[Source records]
------------------------------------
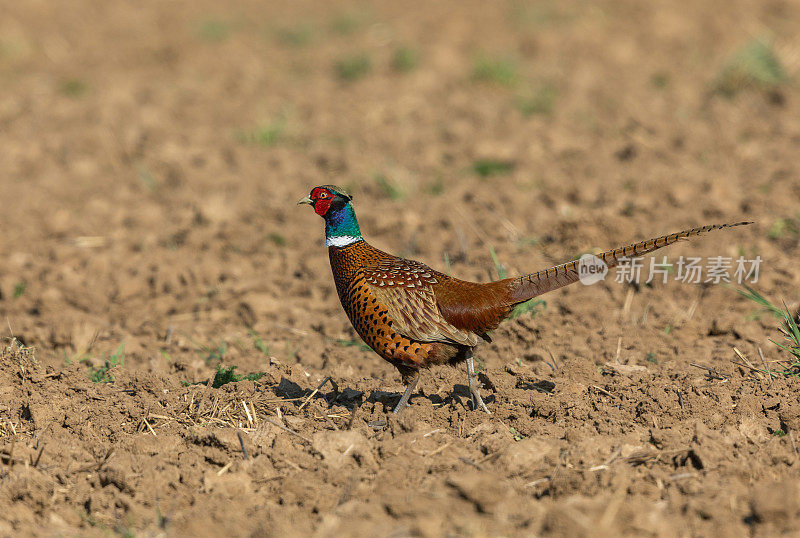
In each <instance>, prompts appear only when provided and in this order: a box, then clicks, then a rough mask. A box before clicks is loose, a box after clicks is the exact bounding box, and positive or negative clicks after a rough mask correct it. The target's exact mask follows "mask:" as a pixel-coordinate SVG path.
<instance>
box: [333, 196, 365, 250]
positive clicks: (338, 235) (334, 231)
mask: <svg viewBox="0 0 800 538" xmlns="http://www.w3.org/2000/svg"><path fill="white" fill-rule="evenodd" d="M361 239H362V237H361V229H360V228H359V227H358V219H356V212H355V210H354V209H353V206H352V204H350V203H349V202H348V203H347V204H345V206H344V207H342V208H341V209H337V210H331V211H328V213H327V214H326V215H325V242H326V243H327V245H328V246H329V247H330V246H337V247H341V246H345V245H349V244H351V243H355V242H356V241H360V240H361Z"/></svg>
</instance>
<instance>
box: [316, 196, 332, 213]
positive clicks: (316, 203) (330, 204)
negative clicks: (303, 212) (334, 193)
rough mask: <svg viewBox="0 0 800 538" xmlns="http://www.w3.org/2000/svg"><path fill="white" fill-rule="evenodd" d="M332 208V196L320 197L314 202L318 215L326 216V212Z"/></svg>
mask: <svg viewBox="0 0 800 538" xmlns="http://www.w3.org/2000/svg"><path fill="white" fill-rule="evenodd" d="M330 208H331V198H319V199H317V200H316V201H315V202H314V211H316V212H317V215H319V216H320V217H324V216H325V213H327V212H328V210H329V209H330Z"/></svg>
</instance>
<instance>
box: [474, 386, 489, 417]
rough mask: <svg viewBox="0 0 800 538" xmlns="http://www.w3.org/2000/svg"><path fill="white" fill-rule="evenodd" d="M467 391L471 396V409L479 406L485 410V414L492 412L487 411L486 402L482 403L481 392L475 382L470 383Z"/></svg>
mask: <svg viewBox="0 0 800 538" xmlns="http://www.w3.org/2000/svg"><path fill="white" fill-rule="evenodd" d="M469 392H470V395H471V396H472V410H473V411H476V410H477V409H479V408H480V410H481V411H485V412H486V414H488V415H491V414H492V412H491V411H489V408H487V407H486V403H484V401H483V398H481V392H480V389H479V388H478V384H477V383H474V384H473V383H470V387H469Z"/></svg>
------------------------------------
▶ [WHAT YOU HAVE TO DO]
Your output is the lines from the top of the entries through the line containing "box: [333, 196, 365, 250]", exactly as they stand. No pictures belong in it.

▶ [WRITTEN SOLUTION]
In each <instance>, prompts appear only when provided and in this order: a box, then clicks, then a rough mask. A box before clicks is loose, a box after clicks is the exact bounding box, and positive or negative clicks after a rough mask correct it. The target's exact mask follows "mask:" as a pixel-coordinate SVG path.
<instance>
box: [333, 196, 365, 250]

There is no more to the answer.